### KURZE AUFGABE
Beantworte mithilfe des Artikels über den Grundrechte-Report 2022 diese Fragen:
1. Wer ist Vorstand von Yaar e.V. und hat den Report in Berlin vorgestellt?
2. Wessen Lageberichte wurden in Asylverfahren laut Spartak als einzige gehört?
3. Wie viele Menschen warten in Afghanistan derzeit noch auf ihre Evakuierung?

### QUELLE

○ ○ ○ ○

Grundrechte-Report kritisiert Umgang mit Menschen aus Afghanistan
Bürgerrechtsorganisationen attestieren Deutschland im
Grundrechte-Report 2022 einen rassistischen Umgang mit Menschen aus
Afghanistan. Beim Datenschutz und auf dem Wohnungsmarkt würden
Nichtdeutsche hierzulande systematisch diskriminiert.
Berlin (epd). Der Grundrechte-Report 2022 kritisiert den Umgang
Deutschlands mit Menschen aus Afghanistan. Der diesjährige Report
mache deutlich, dass Grundrechte von Afghaninnen und Afghanen
hierzulande nicht beachtet würden, sagte der Vorstand der Initiative
für afghanische Geflüchtete, Yaar e.V., Kava Spartak, bei der
Vorstellung des Reports am Mittwoch in Berlin. Das gelte
gleichermaßen für ehemalige Ortskräfte der Bundeswehr wie für nach
Deutschland geflüchtete Afghaninnen und Afghanen.
Laut Spartak wirft der Report ein Schlaglicht auf
Grundrechtsfragen, die durch den chaotischen Abzug der Bundeswehr aus
Afghanistan im August entstanden seien. Dazu gehörten etwa die
Auswahl bei den Evakuierungen aus Kabul im August 2021 und die
schleppende Aufnahme gefährdeter Menschen in Deutschland.
Kritisiert wird auch die falsche Lagebewertung der Bundesregierung
bei der Stabilität des Landes vor dem Truppenabzug Mitte 2021 und die
daran geknüpfte deutsche Abschiebepraxis der vergangenen Jahre.
Berichte von Nichtregierungsorganisationen über den Zustand des
Landes seien bei Asylverfahren ignoriert worden, gehört wurden nur
die Lageberichte des Auswärtigen Amtes, kritisierte Spartak.
Der Umgang mit diesen Menschen sei zum Symbol der rechten Politik
geworden, die Europa und Deutschland abschotten soll. «Wenn sogar die
Rechtsprechung Menschen aus einem bestimmten Ort über Jahre
diskriminiert, sollten wir uns fragen, inwieweit es sich um Rassismus
handelt», sagte er. Was dagegen politisch und gesellschaftlich
möglich sei im Umgang mit Flüchtlingen, sei jetzt an den Geflüchteten
aus der Ukraine zu sehen. Über 20.000 Menschen warteten derzeit in
Afghanistan noch auf ihre Evakuierung. «Das muss beschleunigt
werden», forderte Spartak.

○ ○ ○ ○

### DATENSATZ
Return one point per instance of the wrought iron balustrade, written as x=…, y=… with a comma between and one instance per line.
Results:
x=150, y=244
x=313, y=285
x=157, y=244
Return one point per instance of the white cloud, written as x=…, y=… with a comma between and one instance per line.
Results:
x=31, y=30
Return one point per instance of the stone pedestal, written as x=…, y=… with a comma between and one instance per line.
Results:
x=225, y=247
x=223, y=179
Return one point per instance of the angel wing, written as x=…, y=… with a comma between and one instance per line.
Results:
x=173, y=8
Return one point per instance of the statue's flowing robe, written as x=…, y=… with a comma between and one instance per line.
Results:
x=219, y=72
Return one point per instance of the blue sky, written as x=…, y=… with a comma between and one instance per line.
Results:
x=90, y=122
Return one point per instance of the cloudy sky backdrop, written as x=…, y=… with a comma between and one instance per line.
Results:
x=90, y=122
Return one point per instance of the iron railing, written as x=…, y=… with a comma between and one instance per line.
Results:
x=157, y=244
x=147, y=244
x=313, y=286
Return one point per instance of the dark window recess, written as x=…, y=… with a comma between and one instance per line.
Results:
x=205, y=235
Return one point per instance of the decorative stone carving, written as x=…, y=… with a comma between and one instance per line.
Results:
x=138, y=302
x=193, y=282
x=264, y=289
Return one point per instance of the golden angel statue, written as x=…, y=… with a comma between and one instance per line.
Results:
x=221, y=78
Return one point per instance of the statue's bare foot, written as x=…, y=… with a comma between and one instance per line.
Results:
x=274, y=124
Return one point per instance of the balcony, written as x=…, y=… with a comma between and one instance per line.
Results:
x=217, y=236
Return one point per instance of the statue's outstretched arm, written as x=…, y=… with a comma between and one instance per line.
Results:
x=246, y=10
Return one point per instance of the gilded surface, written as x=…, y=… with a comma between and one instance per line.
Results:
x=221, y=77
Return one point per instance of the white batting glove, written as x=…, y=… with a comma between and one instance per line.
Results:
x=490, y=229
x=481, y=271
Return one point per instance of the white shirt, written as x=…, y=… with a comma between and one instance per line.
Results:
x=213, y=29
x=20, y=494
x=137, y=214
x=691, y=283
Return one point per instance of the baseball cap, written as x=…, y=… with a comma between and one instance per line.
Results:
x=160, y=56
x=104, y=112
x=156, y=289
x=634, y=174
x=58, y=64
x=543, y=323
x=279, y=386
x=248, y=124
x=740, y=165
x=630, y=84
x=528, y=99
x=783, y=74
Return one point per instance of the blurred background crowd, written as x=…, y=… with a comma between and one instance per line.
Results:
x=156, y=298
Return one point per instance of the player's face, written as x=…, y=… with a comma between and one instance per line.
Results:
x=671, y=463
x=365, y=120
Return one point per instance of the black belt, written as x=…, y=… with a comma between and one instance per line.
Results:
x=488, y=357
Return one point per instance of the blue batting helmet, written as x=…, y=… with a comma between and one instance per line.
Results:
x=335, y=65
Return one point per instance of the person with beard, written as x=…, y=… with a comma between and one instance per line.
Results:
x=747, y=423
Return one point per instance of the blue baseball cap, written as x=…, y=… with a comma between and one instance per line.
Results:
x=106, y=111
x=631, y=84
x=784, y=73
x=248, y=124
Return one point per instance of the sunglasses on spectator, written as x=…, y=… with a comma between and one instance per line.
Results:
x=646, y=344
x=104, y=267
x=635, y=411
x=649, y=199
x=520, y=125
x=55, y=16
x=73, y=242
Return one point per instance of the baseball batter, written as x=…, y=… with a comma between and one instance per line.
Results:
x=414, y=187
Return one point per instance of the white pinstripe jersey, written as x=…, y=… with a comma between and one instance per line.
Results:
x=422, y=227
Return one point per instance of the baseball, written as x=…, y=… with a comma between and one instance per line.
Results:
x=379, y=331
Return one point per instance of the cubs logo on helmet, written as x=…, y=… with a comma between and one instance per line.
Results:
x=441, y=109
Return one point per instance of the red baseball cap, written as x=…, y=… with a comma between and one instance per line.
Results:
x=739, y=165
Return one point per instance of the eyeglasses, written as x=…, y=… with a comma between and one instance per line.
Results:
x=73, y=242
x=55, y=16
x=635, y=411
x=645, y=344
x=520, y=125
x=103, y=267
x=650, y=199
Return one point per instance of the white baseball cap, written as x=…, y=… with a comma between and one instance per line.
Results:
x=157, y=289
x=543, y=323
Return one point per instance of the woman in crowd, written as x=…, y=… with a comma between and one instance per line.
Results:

○ ○ ○ ○

### LÖSUNG DER AUFGABE
1. Kava Spartak
2. Die Lageberichte des Auswärtigen Amtes
3. Über 20.000 Menschen